TEXT section start

When choosing a new car, a customer wants to know the cost of a special paint job in a specific color. By storing information on paint types and costs in the digital voice assistant’s database, it can easily provide the customer with instant information on the actual cost of that and other custom options.
What exactly does the customer’s current policy cover? How much is the deductible? Questions such as these can be answered quickly and accurately using voice commands thanks to the smart voice assistant.
A customer is planning a trip abroad and has questions about which vaccinations are required. A virtual assistant can instantly answer the question with a list of required shots as well as suggest a local doctor to visit.
A prospective customer is considering opening a new bank account. But first they want to know whether there are any monthly fees and what the interest rate is. Using a voice assistant, they receive answers to these questions in real time, enabling the customer to make a decision faster.
Deploying Voicebots in Customer Service
As digital voice assistances become a standard part of daily life, how soon will companies begin deploying them in customer service?

TEXT section end
DATA section start

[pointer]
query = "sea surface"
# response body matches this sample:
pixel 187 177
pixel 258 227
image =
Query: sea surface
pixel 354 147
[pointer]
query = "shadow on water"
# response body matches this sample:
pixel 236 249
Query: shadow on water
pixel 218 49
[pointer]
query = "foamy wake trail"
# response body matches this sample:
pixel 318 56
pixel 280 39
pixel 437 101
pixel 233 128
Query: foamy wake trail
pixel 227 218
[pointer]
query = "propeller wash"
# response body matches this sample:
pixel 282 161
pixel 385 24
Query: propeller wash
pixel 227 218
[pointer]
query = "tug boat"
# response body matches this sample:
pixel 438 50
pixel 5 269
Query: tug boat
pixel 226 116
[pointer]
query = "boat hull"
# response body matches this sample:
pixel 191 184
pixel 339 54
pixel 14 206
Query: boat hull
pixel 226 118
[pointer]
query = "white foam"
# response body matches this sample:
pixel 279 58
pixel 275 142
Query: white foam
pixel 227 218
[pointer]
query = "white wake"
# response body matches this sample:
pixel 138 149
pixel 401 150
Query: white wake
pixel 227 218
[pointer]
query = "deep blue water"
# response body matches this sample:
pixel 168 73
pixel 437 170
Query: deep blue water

DATA section end

### WHAT IS REQUIRED
Continue the text on voice assistants in customer service, starting right after its last sentence. This material comes from a separate source.

### OUTPUT FOR THIS EXERCISE
There are many promising scenarios for introducing digital assistants as a customer service channel, which vary from industry to industry. That‘s why it‘s important for companies to consider exactly what they want to offer, and which level of detail and personal information will be required. However, as with other customer service channels, it is important not to sacrifice quality for speed and to understand that the priority is adding value from the customer’s perspective, not just presence in a new channel! Moreover, setting up voice-based service requires a different level of effort and preparation than text-based options like publishing a simple FAQ.
Customer Use Case – Travel Insurance via Alexa
In cooperation with a German insurance company, the Versicherungskammer Bayern (Bavarian Insurance Chamber), USU has combined its leading knowledge management platform with Amazon’s Alexa. Using a specially developed skill, Alexa employs USU’s Knowledge Bot to answer customer questions about insurance services by accessing content in the company’s knowledge base. The answer is then read out by Alexa.
Existing and prospective customers can for example, ask Alexa about travel insurance and health coverage while abroad. Perhaps you’re at the airport and realize you never checked whether your current health insurance covers you on vacation. Simply fire up Alexa on your mobile phone and ask while waiting at the gate.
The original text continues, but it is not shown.